Police: Text messages helped foil teens' school bomb plot

Plan uncovered Wednesday in Utah

Author: By the CNN Wire Staff
Published On: Jan 27 2012 05:32:14 AM EST  Updated On: Jan 27 2012 08:29:30 PM EST
Crime scene

istock


(CNN) -

A series of text messages tipped off authorities to an alleged Columbine-inspired plot by two high school students to detonate bombs during a school assembly, according to a Utah police document.

The plot was uncovered Wednesday at Roy High School in Roy, according to police.

"This was not idle chatter," Police Chief Greg Winham said Friday. "There was significant thought, there was significant purpose, and there had been some preplanning and training."

Authorities arrested 18-year-old Dallin Morgan and a 16-year-old boy who, fascinated by the mass 1999 killing at Columbine High School, had interviewed that Colorado school's principal six weeks earlier.

Both suspects are students at the school located in the Ogden suburb, approximately 30 miles north of Salt Lake City.

* Stored data:
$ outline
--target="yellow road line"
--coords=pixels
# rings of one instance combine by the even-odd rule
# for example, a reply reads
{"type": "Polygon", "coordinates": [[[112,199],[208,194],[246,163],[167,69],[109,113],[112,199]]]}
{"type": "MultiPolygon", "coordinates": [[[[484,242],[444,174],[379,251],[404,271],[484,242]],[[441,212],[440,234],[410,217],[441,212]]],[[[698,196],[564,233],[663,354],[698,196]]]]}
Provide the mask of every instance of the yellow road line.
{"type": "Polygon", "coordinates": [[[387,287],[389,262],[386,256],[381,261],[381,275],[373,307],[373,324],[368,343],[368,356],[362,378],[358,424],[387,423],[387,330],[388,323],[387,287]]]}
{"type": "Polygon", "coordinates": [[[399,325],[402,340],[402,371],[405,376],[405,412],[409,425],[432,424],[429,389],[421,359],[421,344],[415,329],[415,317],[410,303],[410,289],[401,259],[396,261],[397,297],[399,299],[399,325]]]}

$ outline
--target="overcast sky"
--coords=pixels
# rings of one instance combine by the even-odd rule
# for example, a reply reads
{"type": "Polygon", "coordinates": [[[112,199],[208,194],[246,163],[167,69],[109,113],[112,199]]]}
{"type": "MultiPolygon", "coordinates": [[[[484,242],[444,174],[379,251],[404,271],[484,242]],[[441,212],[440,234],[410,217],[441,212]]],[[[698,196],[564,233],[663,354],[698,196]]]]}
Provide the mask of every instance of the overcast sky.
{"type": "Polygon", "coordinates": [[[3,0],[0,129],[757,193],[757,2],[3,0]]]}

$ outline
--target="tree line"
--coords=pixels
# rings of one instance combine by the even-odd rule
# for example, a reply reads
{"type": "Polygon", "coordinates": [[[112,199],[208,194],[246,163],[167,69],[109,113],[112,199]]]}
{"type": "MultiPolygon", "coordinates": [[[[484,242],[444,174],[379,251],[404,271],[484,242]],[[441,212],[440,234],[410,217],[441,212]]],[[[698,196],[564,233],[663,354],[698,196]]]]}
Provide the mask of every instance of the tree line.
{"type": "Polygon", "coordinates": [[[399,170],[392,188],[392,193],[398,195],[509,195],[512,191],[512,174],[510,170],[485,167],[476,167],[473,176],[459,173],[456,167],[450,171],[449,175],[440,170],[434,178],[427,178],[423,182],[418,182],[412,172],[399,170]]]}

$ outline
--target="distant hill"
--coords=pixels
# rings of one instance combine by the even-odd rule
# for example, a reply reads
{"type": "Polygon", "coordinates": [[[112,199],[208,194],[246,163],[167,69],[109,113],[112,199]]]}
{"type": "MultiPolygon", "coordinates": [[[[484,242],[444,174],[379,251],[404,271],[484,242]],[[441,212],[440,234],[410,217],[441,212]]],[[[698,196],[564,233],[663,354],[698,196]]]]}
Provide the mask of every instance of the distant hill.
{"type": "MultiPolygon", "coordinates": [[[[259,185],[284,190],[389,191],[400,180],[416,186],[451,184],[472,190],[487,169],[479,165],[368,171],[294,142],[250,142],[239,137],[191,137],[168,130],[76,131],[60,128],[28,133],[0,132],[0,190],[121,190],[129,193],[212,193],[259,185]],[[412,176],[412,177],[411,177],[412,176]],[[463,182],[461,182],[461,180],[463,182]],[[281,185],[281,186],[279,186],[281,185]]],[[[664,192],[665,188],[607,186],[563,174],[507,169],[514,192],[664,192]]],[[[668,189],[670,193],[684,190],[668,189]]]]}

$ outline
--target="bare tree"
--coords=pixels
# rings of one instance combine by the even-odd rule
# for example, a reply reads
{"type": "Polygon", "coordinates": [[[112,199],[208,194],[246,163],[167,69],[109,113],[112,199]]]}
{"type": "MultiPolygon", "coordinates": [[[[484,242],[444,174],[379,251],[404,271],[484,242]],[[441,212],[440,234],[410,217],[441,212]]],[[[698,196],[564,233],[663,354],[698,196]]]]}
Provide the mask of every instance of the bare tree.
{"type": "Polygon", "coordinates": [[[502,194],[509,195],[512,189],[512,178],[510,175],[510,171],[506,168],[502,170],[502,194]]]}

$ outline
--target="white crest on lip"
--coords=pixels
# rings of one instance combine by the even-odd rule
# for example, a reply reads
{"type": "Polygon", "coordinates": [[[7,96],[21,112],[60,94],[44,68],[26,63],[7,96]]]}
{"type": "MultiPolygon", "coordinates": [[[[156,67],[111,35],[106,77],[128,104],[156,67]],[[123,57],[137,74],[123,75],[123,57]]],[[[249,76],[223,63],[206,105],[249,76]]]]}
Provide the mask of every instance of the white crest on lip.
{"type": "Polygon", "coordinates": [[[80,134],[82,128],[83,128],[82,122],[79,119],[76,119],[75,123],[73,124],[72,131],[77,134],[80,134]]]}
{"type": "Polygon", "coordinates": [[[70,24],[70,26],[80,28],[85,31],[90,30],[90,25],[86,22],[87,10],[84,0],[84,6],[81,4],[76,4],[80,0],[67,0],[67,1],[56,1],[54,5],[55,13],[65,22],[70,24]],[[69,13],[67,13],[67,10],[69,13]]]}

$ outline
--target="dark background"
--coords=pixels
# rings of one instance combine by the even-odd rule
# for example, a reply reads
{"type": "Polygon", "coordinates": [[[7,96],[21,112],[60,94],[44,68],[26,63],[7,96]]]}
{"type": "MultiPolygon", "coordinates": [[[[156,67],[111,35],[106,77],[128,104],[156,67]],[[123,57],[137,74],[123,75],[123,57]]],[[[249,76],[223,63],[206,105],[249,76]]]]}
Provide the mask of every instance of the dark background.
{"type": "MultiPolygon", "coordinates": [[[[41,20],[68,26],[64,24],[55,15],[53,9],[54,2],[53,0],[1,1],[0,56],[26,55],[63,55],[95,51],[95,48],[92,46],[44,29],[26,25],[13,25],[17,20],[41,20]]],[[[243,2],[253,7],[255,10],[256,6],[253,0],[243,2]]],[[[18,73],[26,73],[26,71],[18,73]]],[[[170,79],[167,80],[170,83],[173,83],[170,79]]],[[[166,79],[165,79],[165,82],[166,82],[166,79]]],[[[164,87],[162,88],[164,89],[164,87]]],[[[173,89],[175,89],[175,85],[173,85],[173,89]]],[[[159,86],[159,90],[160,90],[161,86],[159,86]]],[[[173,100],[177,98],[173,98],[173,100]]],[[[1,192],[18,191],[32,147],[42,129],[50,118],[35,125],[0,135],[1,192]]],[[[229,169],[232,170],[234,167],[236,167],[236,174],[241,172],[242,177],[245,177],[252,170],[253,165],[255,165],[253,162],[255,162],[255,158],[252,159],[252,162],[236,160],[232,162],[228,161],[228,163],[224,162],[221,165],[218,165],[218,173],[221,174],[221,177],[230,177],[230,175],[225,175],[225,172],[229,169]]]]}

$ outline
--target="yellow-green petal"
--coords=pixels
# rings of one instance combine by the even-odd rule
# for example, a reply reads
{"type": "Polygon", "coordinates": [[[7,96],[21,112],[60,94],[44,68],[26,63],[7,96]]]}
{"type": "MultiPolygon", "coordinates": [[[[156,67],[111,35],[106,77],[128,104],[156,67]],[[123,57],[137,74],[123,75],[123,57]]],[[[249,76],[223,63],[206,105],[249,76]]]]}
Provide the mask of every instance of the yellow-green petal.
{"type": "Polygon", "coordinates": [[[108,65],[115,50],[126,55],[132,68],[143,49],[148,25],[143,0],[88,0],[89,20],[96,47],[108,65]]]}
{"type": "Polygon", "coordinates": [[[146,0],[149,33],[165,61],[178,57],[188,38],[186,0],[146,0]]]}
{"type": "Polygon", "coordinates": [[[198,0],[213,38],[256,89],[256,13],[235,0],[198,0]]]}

* Problem to solve: Can you reproduce everything in the Utah bomb plot article from "A series of" down to "according to police.", word for word?

* Output:
A series of text messages tipped off authorities to an alleged Columbine-inspired plot by two high school students to detonate bombs during a school assembly, according to a Utah police document.

The plot was uncovered Wednesday at Roy High School in Roy, according to police.